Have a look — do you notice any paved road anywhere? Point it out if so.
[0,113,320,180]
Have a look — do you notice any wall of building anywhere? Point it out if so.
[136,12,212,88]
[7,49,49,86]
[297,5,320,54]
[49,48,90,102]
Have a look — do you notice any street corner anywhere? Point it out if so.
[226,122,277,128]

------

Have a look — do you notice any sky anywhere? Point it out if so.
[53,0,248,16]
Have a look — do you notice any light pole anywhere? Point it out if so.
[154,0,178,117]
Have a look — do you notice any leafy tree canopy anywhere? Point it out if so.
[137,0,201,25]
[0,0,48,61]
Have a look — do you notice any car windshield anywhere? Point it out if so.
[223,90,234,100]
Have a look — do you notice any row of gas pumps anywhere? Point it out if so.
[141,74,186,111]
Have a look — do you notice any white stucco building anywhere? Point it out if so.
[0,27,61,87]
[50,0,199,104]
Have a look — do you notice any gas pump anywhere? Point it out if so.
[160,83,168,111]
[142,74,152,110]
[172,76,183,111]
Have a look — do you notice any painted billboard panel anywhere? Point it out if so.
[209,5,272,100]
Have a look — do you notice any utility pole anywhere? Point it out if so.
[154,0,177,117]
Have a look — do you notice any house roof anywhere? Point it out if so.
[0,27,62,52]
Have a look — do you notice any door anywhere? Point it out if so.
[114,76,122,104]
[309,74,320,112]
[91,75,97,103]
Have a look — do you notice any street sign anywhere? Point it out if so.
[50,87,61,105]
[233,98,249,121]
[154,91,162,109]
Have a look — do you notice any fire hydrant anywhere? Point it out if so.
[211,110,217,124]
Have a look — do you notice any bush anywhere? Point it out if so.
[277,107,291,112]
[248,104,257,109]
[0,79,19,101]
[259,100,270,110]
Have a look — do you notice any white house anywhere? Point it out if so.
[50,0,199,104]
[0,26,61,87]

------

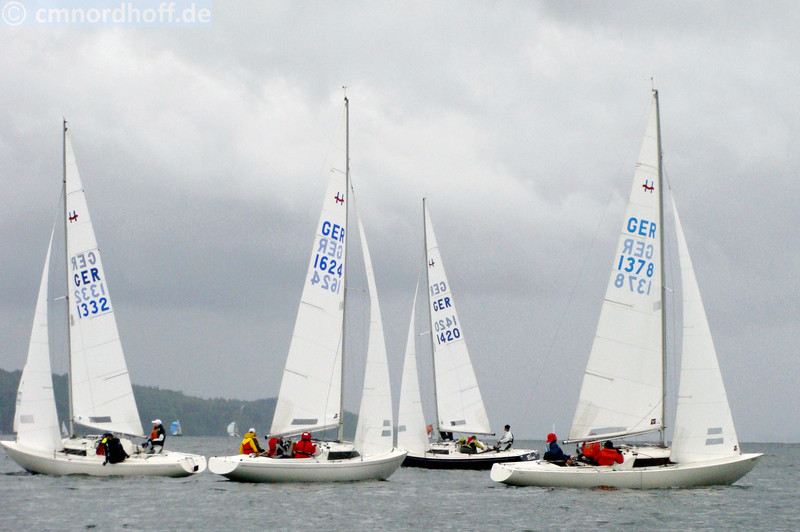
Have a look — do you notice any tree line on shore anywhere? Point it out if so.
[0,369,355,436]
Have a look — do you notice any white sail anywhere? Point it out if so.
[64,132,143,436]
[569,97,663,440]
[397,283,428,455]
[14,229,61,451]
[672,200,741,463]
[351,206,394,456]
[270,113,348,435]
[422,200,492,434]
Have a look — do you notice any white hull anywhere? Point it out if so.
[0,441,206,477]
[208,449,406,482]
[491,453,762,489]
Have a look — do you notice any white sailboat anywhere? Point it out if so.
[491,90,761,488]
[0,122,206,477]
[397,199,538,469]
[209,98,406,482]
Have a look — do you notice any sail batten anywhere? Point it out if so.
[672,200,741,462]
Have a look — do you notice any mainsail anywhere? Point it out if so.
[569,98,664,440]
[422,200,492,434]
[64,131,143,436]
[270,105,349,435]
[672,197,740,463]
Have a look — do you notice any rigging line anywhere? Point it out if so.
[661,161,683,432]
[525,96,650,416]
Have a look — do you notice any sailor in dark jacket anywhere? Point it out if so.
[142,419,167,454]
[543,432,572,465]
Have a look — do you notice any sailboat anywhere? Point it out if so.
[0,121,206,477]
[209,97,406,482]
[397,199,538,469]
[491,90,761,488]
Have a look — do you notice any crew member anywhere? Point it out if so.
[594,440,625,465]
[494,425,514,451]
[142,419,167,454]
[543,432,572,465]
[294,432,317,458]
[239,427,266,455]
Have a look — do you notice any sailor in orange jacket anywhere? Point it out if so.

------

REQUIRED WORK: Can you rescale the records starting at the line containing "Have a look — do you notice any car" and ending at the line containing "[0,27,62,52]"? Rewrite only those lines, requests included, with every box coordinate in the answers multiplied by 1.15 and rounded to a whole number, halves rounding up.

FINISHED TASK:
Have a look — do you notice any car windshield anywhere? Point it out if so.
[256,104,269,115]
Have a look — do you notice any row of gas pumps anywhere? Point it out if so.
[162,85,214,128]
Have a look — do you notice any white stucco building anywhere? Point it out if so.
[0,31,70,100]
[58,0,229,120]
Have a look — do you notice any gas pump anywhere? Point it out if so.
[184,95,193,128]
[163,85,175,127]
[198,87,210,128]
Have a look — do you notice any painted billboard panel anywhere? Point it out if so.
[240,6,313,115]
Have a look — do you notice any utility pole anywhere? Point it out if so.
[177,0,204,135]
Have a look — do you notice any house roof anywhere? Point it out if so.
[0,31,71,60]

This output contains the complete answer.